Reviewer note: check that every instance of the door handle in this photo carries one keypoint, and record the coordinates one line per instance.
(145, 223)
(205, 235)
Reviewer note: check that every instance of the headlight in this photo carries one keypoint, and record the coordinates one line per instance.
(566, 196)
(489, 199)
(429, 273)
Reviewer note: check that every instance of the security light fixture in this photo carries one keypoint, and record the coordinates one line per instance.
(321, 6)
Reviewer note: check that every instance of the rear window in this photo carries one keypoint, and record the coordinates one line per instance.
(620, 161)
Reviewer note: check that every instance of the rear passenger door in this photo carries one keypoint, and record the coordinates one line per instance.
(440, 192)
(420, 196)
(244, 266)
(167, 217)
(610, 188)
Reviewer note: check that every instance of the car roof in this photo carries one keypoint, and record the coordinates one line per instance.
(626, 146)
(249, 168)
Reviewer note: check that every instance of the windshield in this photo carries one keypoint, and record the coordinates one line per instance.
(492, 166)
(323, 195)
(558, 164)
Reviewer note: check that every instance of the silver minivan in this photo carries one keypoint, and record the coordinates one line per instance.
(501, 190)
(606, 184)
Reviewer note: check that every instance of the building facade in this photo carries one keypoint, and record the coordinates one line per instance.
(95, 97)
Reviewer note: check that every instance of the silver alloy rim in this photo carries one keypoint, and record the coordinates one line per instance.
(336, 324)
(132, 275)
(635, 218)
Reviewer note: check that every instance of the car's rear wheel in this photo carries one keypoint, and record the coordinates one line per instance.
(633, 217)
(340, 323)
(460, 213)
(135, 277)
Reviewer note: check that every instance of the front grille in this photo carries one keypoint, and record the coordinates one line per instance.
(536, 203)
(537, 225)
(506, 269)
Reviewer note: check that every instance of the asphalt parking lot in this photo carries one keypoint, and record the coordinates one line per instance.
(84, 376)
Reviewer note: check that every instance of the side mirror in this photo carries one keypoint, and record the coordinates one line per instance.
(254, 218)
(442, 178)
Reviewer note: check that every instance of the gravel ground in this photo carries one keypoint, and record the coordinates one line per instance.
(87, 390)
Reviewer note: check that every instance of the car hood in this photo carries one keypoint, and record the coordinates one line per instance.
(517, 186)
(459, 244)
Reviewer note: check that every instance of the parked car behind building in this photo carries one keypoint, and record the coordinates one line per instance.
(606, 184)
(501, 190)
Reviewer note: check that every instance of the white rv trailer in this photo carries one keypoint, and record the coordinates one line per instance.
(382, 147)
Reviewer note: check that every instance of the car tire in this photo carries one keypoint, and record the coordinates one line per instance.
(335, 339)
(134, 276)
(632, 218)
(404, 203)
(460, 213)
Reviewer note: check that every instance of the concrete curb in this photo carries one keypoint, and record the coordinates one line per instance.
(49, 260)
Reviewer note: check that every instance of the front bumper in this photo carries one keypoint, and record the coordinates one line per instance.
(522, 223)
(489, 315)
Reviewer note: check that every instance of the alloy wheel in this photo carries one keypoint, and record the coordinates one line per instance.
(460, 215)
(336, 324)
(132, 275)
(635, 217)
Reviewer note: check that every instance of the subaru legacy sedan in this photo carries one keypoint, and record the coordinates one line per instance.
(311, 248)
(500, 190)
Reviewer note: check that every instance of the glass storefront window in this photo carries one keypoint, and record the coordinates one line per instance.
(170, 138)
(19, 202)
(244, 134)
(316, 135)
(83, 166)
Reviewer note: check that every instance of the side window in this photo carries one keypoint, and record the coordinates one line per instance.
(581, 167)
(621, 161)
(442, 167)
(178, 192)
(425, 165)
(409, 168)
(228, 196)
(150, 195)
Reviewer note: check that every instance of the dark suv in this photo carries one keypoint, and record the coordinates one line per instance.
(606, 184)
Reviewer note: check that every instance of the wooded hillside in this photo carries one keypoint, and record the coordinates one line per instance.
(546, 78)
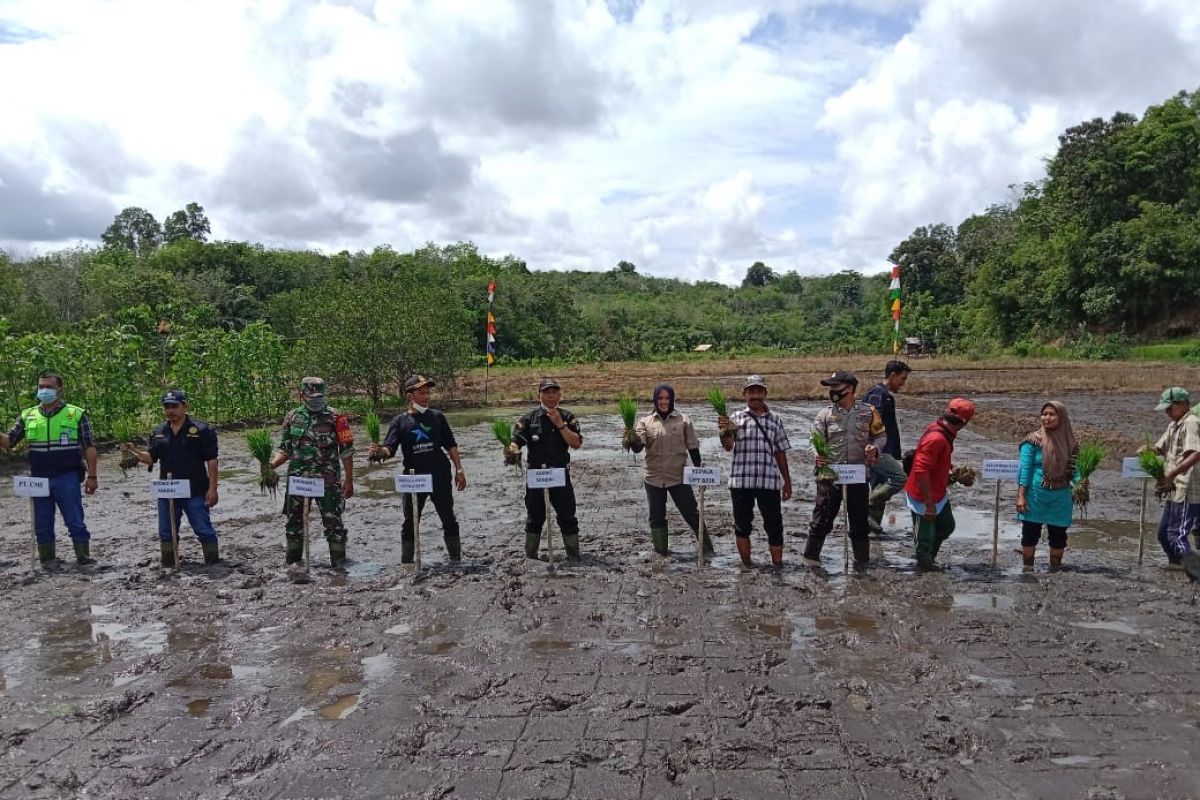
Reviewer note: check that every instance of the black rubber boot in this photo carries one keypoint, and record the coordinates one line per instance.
┄┄┄┄┄┄
Update every item above, replacing each occurrence of "keypoint" with "marker" and leaving all other wording unchanged. Omit the pictures from your answer.

Reviewer note: check that every instance of the door handle in this photo carries one marker, and record the coordinates one line per instance.
(145, 223)
(205, 235)
Reviewer note: check that every instance of the headlight in this photo carries one marker, and record the coordinates one line per instance.
(566, 196)
(489, 199)
(429, 273)
Reviewer note: check that every instance of the security light fixture in this photo carries one marker, and record the coordinates one line per instance.
(321, 6)
Reviewer note: check that every instance of the rear window in this photo carries one marker, and record the coordinates one line per instance.
(620, 161)
Reviewer note: check that every instance of the rear passenger door in this photo carries one marker, and record the coordinates one line per instance.
(440, 192)
(420, 196)
(244, 266)
(167, 217)
(610, 188)
Reviewer note: check that every instance of the car roof in this photo carries one marker, and record the coordinates one line per instance.
(626, 146)
(249, 168)
Reviewer note: check that every instance of the windshield in this photo carries one marker, and record the coordinates one line per instance.
(492, 166)
(323, 195)
(558, 164)
Reviewer note: check that every instance of the silver minivan in this photo carries one marker, and record the coordinates one line per instance.
(501, 190)
(606, 184)
Reviewer note: check that every instance of the building facade in this photo carries one marker, and record the coordinates one line per instance.
(95, 97)
Reviewer note: check that every instance of the silver alloy rim in this photo carries one marker, and record the coordinates one line per instance.
(336, 324)
(132, 275)
(635, 218)
Reviewer note: check that every instance of the car's rear wheel in this photo carries one marker, and record the coordinates one line per instance.
(633, 217)
(340, 323)
(460, 213)
(135, 277)
Reviewer note: check that every instance of the front grille in this photo carries one marker, and record the coordinates one line per instance.
(536, 203)
(537, 225)
(506, 269)
Reviewer note: check that every instance of the asphalt parking lot in this photo carries one marker, and record the coordinates one line per instance.
(84, 376)
Reviewer note: check that every instance of the side mirror in this photo carries one marker, and record the coordinates one line per instance.
(254, 218)
(442, 178)
Reviewer note: check that every instance of the gravel ground in this photo carries one marker, and record the coordinates one line per instance.
(87, 390)
Reviewer note: check that every instance of the car hood in this photo carries one marker, and record the coordinates one line per instance.
(517, 186)
(459, 244)
Reviewer note: check that every instance of the parked car behind building in this photo carries one marker, and record the coordinates one line per instance.
(606, 184)
(501, 190)
Reviewer note: check that every instance of the white rv trailer in this photo carries one marker, and record the coordinates one line per instance.
(382, 147)
Reviewer note: check that every instance of the car tire in this photo carries one marker, and record the coordinates one line per instance.
(335, 339)
(134, 276)
(632, 218)
(404, 203)
(460, 213)
Reviewer note: check that every instance of the concrete curb in this photo carries one marker, and record the coordinates one line per instance.
(49, 260)
Reviewer note: check that every instance of the front bumper in this photo carries one marker, and record the coordinates one line per instance.
(522, 223)
(489, 315)
Reviewer note: check that every instance of the alloy wheel in this photo carries one marker, and record the coordinates one line per instance.
(460, 215)
(336, 324)
(132, 275)
(635, 217)
Reviewer note: check that every instance of the subaru legacy sedan in this photo carries one marker, and record the coordinates one line per instance.
(311, 248)
(500, 190)
Reviewer note: check that every instance of the glass storefront window in this photo carries one marker, and record the coordinates one line per instance.
(170, 138)
(19, 202)
(244, 134)
(316, 135)
(83, 166)
Reviewer note: check that every instance of the side window in this photo carries one marker, and record the coordinates one line per instance.
(581, 167)
(621, 161)
(442, 167)
(178, 192)
(425, 165)
(409, 168)
(228, 196)
(150, 195)
Reviewer note: check that every instance of the dark suv in this photo carries one marker, and record the coordinates one line per instance.
(606, 184)
Reviewer note: check that every instance of the wooded hillside in this photo carries one marker, and record the coordinates one line per instance.
(546, 78)
Reviewer note: check that every instance of the black rubber boot in this photo carries one marker, and record the coordinates one line per instance.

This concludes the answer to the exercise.